Die Aufgabe – Wie viel Redezeit steht jeder Fraktion laut der Debatte über Ein-Euro-Jobs für die Besprechung insgesamt zur Verfügung?

Keine Verhinderung handwerklicher und gewerblicher Beschäftigung durch Ein-Euro-Jobs – gemeinsame Erklärung der Wirtschaftsverbände durchsetzen!
Für die Besprechung steht den Fraktionen jeweils eine Redezeit von insgesamt 15 Minuten bei freier Aufteilung auf maximal zwei Redebeiträge zur Verfügung. – In der ersten Runde hat sich für die Fraktion der FDP der Kollege Dr. Lindner gemeldet. – Bitte schön, Herr Lindner!
Herr Präsident! Verehrte Damen, meine Herren! Vor dem Hintergrund von über 5,2 Millionen Arbeitslosen haben wir in dieser Woche zwei beeindruckende Reden gehört. Die erste Rede unseres Staatsoberhauptes, des Herrn Bundespräsidenten, war eine mutige Rede, eine Rede für Reform, für Bürokratieabbau und für Steuervereinfachung. Ein Großteil des Landes war begeistert, sieht man einmal von dem üblichen Verhinderungskartell aus Gewerkschaften, SPD und Globalisierungsgegnern ab. – Schauen Sie, was fällt so einem Mann wie Herrn Stiegler ein. Ausgerechnet Herr Stiegler aus dem vorletzten Jahrhundert sagte: Herr Köhler hat ein kaltes liberales Programm aus dem letzten Jahrhundert formuliert.
Das ist das, was Sie hier leisten. Die Bundesregierung ist unfähig, und der rot-rote Senat ist auch unfähig. Die Bürger haben es satt. Sie haben genug von Streit, Taktik und Machterhalt. Die Bürger wollen endlich, dass wir anpacken, dass wir zusammenstehen in der Bekämpfung der Arbeitslosigkeit, dass wir die Ordnung der Freiheit schaffen, dass dann die Unternehmer endlich die Arbeitsplätze schaffen, die wir brauchen, damit die Menschen in diesem Land wieder eine Perspektive haben.
Der rot-rote Senat hat sich bei allen arbeitsmarktpolitischen Novellen, Hartz I bis Hartz IV, im Bundesrat enthalten. Das war seine einzige Leistung, die er beigetragen hat, weil er aus parteiinternen Streitereien nicht zu einem vernünftigen Ergebnis gekommen ist. – Wir haben heute einen bemerkenswerten Antrag der Grünen, der in die Richtung Anrechnungsverfahren geht. Warum haben Sie sich denn damals nicht im Vermittlungsausschuss, im Vermittlungsverfahren eingesetzt? – Frau Kollegin Dückert hat sich regelmäßig gegen solche Vorstöße eingesetzt.

Annotationen von Objektumrissen:
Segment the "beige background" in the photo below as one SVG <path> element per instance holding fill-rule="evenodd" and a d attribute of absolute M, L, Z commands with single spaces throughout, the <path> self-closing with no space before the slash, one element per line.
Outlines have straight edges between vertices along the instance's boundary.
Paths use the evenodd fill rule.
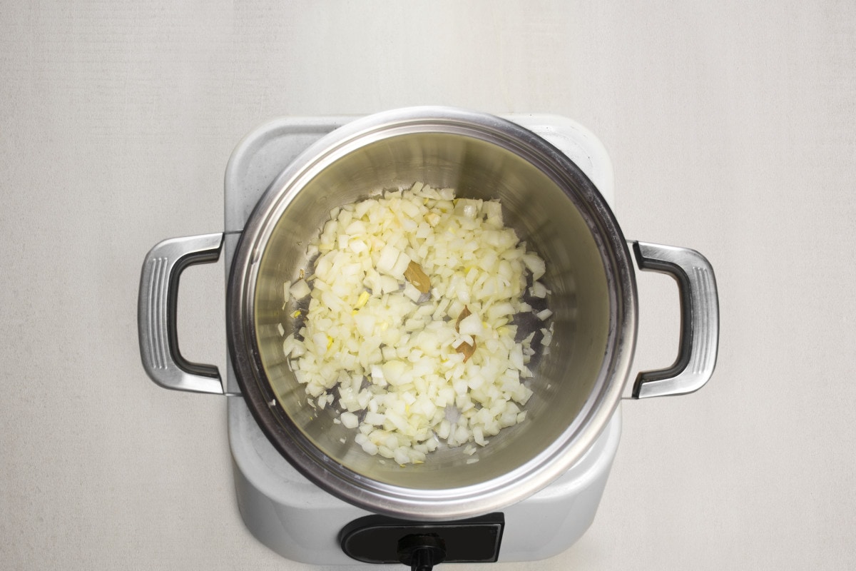
<path fill-rule="evenodd" d="M 3 0 L 0 567 L 309 568 L 244 527 L 225 401 L 143 372 L 143 256 L 222 229 L 262 122 L 443 104 L 588 127 L 626 235 L 720 291 L 713 379 L 625 403 L 585 538 L 494 568 L 856 568 L 854 69 L 851 0 Z M 223 272 L 181 301 L 218 364 Z M 639 287 L 638 367 L 663 366 L 677 290 Z"/>

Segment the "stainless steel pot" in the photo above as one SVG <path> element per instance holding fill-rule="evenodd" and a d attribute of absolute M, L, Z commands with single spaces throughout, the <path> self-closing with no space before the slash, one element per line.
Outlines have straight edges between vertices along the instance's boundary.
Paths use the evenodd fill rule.
<path fill-rule="evenodd" d="M 309 268 L 306 246 L 331 208 L 409 187 L 452 187 L 498 198 L 506 223 L 547 264 L 555 334 L 538 364 L 524 423 L 503 430 L 467 463 L 440 449 L 418 466 L 385 465 L 353 443 L 334 413 L 306 404 L 282 354 L 282 283 Z M 175 303 L 187 265 L 217 259 L 222 235 L 165 241 L 146 257 L 140 290 L 146 370 L 163 386 L 223 392 L 216 367 L 178 351 Z M 597 189 L 569 158 L 493 116 L 413 108 L 356 120 L 323 138 L 270 185 L 244 228 L 227 288 L 227 335 L 243 398 L 271 443 L 310 480 L 371 511 L 448 520 L 501 509 L 544 488 L 595 442 L 628 380 L 636 340 L 631 249 L 642 270 L 678 282 L 681 342 L 671 367 L 639 374 L 633 396 L 700 388 L 716 363 L 713 271 L 687 248 L 627 242 Z M 345 443 L 342 443 L 344 441 Z"/>

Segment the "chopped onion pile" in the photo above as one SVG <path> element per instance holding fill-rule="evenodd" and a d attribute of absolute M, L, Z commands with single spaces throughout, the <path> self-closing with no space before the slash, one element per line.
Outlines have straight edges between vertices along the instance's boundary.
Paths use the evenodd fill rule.
<path fill-rule="evenodd" d="M 528 275 L 530 295 L 550 292 L 498 201 L 417 182 L 333 209 L 309 253 L 314 273 L 285 284 L 286 301 L 311 297 L 283 349 L 308 401 L 336 407 L 366 452 L 402 465 L 441 443 L 472 455 L 525 419 L 534 334 L 516 342 L 512 320 L 533 311 Z M 542 332 L 546 351 L 552 324 Z"/>

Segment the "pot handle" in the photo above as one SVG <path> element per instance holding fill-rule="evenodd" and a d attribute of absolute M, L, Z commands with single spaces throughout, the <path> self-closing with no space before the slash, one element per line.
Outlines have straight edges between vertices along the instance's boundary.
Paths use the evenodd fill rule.
<path fill-rule="evenodd" d="M 632 242 L 640 270 L 669 274 L 678 283 L 681 345 L 675 364 L 636 377 L 633 398 L 684 395 L 713 374 L 719 346 L 719 297 L 710 262 L 689 248 Z"/>
<path fill-rule="evenodd" d="M 216 366 L 181 356 L 175 320 L 181 272 L 194 264 L 217 261 L 222 247 L 222 233 L 205 234 L 164 240 L 146 256 L 137 302 L 140 354 L 146 372 L 162 387 L 223 394 Z"/>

Die Ausgabe – Insgesamt 15 Minuten, frei aufteilbar auf höchstens zwei Redebeiträge.